Contour labeling items:
============================================================

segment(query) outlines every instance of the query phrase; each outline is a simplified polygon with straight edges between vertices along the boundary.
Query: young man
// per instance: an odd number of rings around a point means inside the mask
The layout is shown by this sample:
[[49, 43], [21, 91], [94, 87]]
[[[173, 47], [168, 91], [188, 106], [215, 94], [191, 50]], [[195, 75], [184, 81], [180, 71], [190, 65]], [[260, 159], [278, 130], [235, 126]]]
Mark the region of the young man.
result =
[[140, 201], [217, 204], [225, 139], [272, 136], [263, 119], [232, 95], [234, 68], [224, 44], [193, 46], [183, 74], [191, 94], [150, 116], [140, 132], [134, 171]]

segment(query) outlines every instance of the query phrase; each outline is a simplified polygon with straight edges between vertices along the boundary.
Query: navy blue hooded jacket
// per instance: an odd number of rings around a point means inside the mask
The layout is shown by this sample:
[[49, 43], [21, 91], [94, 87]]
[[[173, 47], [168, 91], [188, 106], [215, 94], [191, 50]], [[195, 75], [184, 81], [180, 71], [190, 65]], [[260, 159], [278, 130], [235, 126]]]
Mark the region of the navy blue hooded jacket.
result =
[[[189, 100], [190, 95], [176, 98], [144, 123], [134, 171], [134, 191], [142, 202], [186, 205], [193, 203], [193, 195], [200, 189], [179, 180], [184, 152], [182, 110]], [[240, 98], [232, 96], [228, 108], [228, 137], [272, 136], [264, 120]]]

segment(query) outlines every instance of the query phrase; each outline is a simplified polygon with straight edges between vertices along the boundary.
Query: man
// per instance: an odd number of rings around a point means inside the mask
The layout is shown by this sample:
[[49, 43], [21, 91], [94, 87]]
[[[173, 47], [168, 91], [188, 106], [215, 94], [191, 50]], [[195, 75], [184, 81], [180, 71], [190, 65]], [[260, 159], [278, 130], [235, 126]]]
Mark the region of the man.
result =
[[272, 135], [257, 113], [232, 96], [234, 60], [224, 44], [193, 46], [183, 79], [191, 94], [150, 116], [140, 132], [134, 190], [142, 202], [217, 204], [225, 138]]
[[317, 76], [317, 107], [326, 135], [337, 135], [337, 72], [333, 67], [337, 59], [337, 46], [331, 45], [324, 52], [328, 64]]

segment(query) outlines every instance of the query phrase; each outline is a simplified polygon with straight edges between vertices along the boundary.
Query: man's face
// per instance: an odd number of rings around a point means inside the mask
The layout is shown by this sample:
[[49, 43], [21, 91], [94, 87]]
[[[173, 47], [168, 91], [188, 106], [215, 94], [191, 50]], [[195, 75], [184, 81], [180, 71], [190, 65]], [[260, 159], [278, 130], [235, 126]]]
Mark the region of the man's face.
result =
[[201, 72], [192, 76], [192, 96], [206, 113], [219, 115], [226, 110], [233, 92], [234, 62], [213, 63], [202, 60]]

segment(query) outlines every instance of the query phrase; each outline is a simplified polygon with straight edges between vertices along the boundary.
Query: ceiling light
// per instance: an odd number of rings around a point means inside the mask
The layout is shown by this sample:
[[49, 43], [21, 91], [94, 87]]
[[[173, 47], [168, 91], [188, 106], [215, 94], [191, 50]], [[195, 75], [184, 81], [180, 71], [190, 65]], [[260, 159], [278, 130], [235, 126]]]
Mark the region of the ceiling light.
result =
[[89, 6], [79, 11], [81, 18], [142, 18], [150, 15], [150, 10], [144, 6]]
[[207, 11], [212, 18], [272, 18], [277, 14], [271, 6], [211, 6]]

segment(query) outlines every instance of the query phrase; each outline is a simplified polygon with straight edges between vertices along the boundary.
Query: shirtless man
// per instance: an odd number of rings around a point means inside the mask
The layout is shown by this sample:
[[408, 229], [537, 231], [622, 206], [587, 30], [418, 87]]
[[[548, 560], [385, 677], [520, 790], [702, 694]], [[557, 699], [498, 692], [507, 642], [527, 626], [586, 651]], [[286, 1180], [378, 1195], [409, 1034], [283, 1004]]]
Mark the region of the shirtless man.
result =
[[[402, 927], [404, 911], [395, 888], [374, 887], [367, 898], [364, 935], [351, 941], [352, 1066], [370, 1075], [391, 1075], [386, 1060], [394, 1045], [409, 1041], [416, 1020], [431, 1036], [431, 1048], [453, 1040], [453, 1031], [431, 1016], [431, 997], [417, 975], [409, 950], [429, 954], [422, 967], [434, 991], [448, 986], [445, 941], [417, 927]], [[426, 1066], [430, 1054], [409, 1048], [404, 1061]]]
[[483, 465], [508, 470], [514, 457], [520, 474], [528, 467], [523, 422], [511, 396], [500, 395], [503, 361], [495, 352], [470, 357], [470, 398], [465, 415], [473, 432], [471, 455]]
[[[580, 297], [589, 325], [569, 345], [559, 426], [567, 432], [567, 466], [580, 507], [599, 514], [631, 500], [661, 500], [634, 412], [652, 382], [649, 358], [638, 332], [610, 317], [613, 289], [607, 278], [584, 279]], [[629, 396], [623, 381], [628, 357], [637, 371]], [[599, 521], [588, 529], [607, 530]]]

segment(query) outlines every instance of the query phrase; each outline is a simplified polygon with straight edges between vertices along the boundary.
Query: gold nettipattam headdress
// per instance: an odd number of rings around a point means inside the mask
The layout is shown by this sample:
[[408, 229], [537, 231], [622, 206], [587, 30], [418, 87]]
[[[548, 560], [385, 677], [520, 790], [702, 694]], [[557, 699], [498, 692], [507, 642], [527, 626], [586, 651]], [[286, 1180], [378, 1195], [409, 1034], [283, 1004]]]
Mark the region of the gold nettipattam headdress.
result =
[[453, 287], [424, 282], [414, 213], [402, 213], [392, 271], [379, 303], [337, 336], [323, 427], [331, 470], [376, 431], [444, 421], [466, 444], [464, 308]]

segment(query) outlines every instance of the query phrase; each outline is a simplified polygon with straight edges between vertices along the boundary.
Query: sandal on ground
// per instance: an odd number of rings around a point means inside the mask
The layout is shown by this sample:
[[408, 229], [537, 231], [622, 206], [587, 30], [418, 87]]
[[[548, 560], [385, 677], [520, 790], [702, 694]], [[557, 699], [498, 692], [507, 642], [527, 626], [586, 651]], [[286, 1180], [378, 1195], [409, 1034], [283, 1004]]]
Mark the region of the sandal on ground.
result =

============================================================

* PROBLEM TO WORK ON:
Repeat every record exactly as written, please.

* SOLUTION:
segment(query) outlines every instance of the query phrase; each outline is a simplified polygon with straight edges between vertices along the boundary.
Query: young man
// per instance: an odd number of rings around a point means inside the mask
The layout is shown by this sample:
[[49, 43], [21, 91], [94, 87]]
[[[173, 47], [168, 91], [188, 106], [215, 94], [191, 50]], [[195, 75], [184, 81], [180, 71], [190, 65]], [[260, 159], [278, 130], [235, 126]]]
Mark the region of the young man.
result =
[[140, 201], [217, 204], [225, 139], [272, 136], [263, 119], [232, 95], [234, 68], [224, 44], [193, 46], [183, 74], [191, 94], [150, 116], [140, 132], [134, 171]]

segment(query) outlines every instance of the query phrase; each outline is a simplified polygon with straight edges between vertices along the boundary.
Query: navy blue hooded jacket
// per instance: an odd number of rings around a point means inside the mask
The layout is shown by this sample:
[[49, 43], [21, 91], [94, 87]]
[[[173, 47], [168, 91], [188, 106], [215, 94], [191, 50]], [[195, 75], [184, 81], [180, 71], [190, 65]], [[260, 159], [278, 130], [235, 126]]]
Mark the region of the navy blue hooded jacket.
result =
[[[189, 100], [190, 95], [176, 98], [144, 123], [134, 171], [134, 191], [142, 202], [186, 205], [193, 203], [193, 195], [200, 189], [179, 180], [184, 152], [182, 110]], [[240, 98], [232, 96], [228, 108], [228, 137], [272, 136], [264, 120]]]

segment(query) outlines every instance of the query phrase; each outline is a simplified polygon with straight edges between vertices along the boundary.
Query: man
// per instance: an odd number of rings around a point means inside the mask
The layout is shown by this sample:
[[49, 43], [21, 91], [94, 87]]
[[[173, 47], [168, 91], [188, 106], [215, 94], [191, 50]], [[195, 75], [184, 81], [180, 71], [190, 65]], [[260, 159], [278, 130], [235, 126]]]
Mark the region of the man.
result =
[[272, 135], [257, 113], [232, 96], [234, 60], [224, 44], [193, 46], [183, 79], [191, 94], [150, 116], [140, 132], [134, 190], [142, 202], [217, 204], [225, 138]]
[[317, 76], [317, 107], [326, 135], [337, 135], [337, 72], [333, 67], [337, 59], [337, 46], [331, 45], [324, 52], [328, 64]]

segment(query) outlines every instance of the query phrase; each outline is a simplified polygon with straight edges between vertices along the boundary.
Query: man's face
// per instance: an odd number of rings around a point means inside the mask
The layout is shown by this sample:
[[49, 43], [21, 91], [94, 87]]
[[[173, 47], [168, 91], [188, 106], [215, 94], [191, 50]], [[195, 75], [184, 81], [180, 71], [190, 65]], [[260, 159], [278, 130], [235, 126]]]
Mark the region of the man's face.
result =
[[201, 72], [192, 76], [192, 96], [206, 113], [219, 115], [226, 110], [233, 92], [234, 62], [213, 63], [202, 60]]

segment(query) outlines every instance of the query phrase; each outline is a simplified polygon with straight edges between vertices along the boundary.
Query: ceiling light
// per instance: an odd number of rings around a point means inside the mask
The layout is shown by this sample:
[[49, 43], [21, 91], [94, 87]]
[[[173, 47], [168, 91], [188, 106], [215, 94], [191, 50]], [[195, 75], [184, 81], [180, 71], [190, 65]], [[260, 159], [278, 130], [235, 126]]]
Mark the region of the ceiling light.
result =
[[89, 6], [79, 11], [81, 18], [142, 18], [150, 15], [150, 10], [144, 6]]
[[207, 11], [212, 18], [272, 18], [277, 14], [271, 6], [211, 6]]

segment(query) outlines every instance of the query phrase; each outline is a simplified polygon with straight edges between vertices along the boundary.
Query: shirtless man
// per instance: an odd number of rings around a point means inside the mask
The layout is shown by this sample:
[[408, 229], [537, 231], [622, 206], [587, 30], [418, 87]]
[[[548, 560], [385, 677], [520, 790], [702, 694]], [[557, 699], [498, 692], [507, 642], [527, 626], [586, 651]], [[286, 1180], [378, 1195], [409, 1034], [283, 1004]]]
Mark the region of the shirtless man.
result =
[[[402, 927], [404, 911], [395, 888], [374, 887], [367, 898], [364, 935], [351, 941], [352, 1066], [370, 1075], [391, 1075], [386, 1060], [394, 1045], [409, 1041], [416, 1020], [431, 1036], [431, 1048], [453, 1040], [453, 1031], [431, 1016], [431, 997], [417, 975], [409, 950], [429, 954], [422, 967], [434, 991], [448, 986], [445, 941], [417, 927]], [[426, 1066], [430, 1054], [409, 1048], [404, 1061]]]
[[483, 465], [508, 470], [514, 457], [520, 474], [528, 467], [523, 422], [511, 396], [500, 395], [503, 361], [495, 352], [470, 357], [470, 398], [465, 415], [473, 432], [471, 455]]
[[[580, 297], [589, 325], [569, 345], [559, 426], [567, 432], [567, 466], [580, 507], [599, 514], [631, 500], [661, 500], [634, 412], [652, 382], [649, 358], [638, 332], [610, 317], [613, 289], [607, 278], [584, 279]], [[629, 396], [623, 381], [628, 357], [637, 371]], [[599, 521], [588, 529], [607, 530]]]

segment(query) outlines every instance of the query phrase; each outline is a simplified polygon with straight edges between vertices along the boundary.
Query: gold nettipattam headdress
// per instance: an odd number of rings around a point means inside the mask
The layout is shown by this sample:
[[408, 229], [537, 231], [622, 206], [587, 30], [418, 87]]
[[[548, 560], [385, 677], [520, 790], [702, 694]], [[557, 699], [498, 692], [507, 642], [527, 626], [586, 651]], [[286, 1180], [378, 1195], [409, 1034], [283, 1004]]]
Mark the region of the gold nettipattam headdress.
result =
[[453, 287], [424, 282], [414, 213], [402, 213], [392, 271], [379, 303], [337, 336], [323, 427], [331, 470], [376, 431], [444, 421], [466, 444], [464, 308]]

segment(query) outlines every instance of the query phrase; each outline is a simplified polygon with straight edges between vertices along the boundary.
Query: sandal on ground
// per instance: an odd number of rings around a point means inside the mask
The layout is shown by this sample:
[[408, 229], [537, 231], [622, 206], [587, 30], [418, 87]]
[[[548, 560], [385, 677], [520, 790], [702, 694]], [[557, 699], [498, 692], [507, 642], [527, 626], [586, 651]], [[286, 1180], [378, 1195], [409, 1034], [283, 1004]]]
Mark the region of the sandal on ground.
result =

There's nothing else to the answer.